Format each line of the records below as a JSON list of strings, one string per line, with blank lines left out. Omit the pictures from your answer.

↓

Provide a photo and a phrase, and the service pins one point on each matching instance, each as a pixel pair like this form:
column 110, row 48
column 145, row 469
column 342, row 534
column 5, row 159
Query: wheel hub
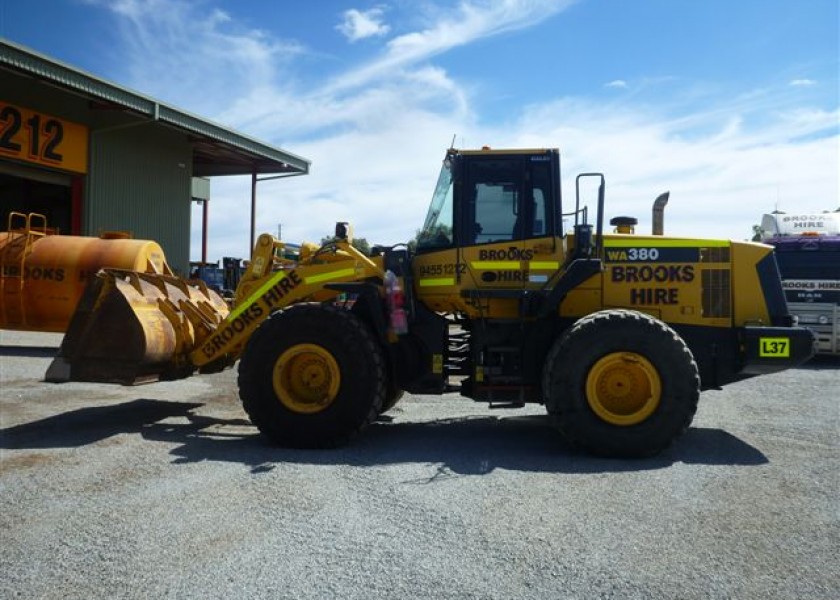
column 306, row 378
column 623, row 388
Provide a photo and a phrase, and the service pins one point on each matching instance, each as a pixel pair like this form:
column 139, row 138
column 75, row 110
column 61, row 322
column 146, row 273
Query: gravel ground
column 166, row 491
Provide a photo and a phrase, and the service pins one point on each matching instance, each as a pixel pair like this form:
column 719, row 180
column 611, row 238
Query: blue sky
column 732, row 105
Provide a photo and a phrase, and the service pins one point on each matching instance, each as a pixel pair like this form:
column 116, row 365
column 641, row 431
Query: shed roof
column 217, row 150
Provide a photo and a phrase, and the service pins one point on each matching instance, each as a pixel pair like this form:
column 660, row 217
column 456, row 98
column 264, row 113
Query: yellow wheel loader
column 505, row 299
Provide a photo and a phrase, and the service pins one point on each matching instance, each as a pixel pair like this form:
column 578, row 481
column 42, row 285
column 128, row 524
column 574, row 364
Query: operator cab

↑

**ANSWER TO THIS PROBLEM**
[
  "Provide a photo and a phrase, and the service pins one point on each matching instance, each as a pixel pair like this form:",
  "column 110, row 48",
  "column 145, row 469",
  "column 342, row 534",
  "column 5, row 159",
  "Query: wheel hub",
  "column 306, row 378",
  "column 623, row 388",
  "Provide a photo and a phrase, and the service pins one point on each matching instance, each as a pixel pair like this form:",
  "column 139, row 138",
  "column 75, row 110",
  "column 61, row 322",
  "column 146, row 273",
  "Query: gravel ground",
  "column 166, row 491",
  "Provide a photo and a phrase, and the service pins one point on each matching instance, each as a pixel pair like this form:",
  "column 719, row 180",
  "column 611, row 238",
  "Query: blue sky",
  "column 732, row 105",
  "Provide a photo and a phrase, and the service pins one point on each matching instance, each as a pixel pair like this form:",
  "column 116, row 365",
  "column 641, row 431",
  "Query: shed roof",
  "column 217, row 150",
  "Provide a photo and a phrase, and the service pins one point on each matching instance, each as a pixel pair like this form:",
  "column 660, row 217",
  "column 456, row 98",
  "column 264, row 113",
  "Query: yellow wheel loader",
  "column 505, row 299",
  "Provide a photo and a phrase, and the service pins one point on each matching instance, each as a pixel pair like this form:",
  "column 578, row 481",
  "column 42, row 285",
  "column 128, row 524",
  "column 574, row 364",
  "Query: operator cab"
]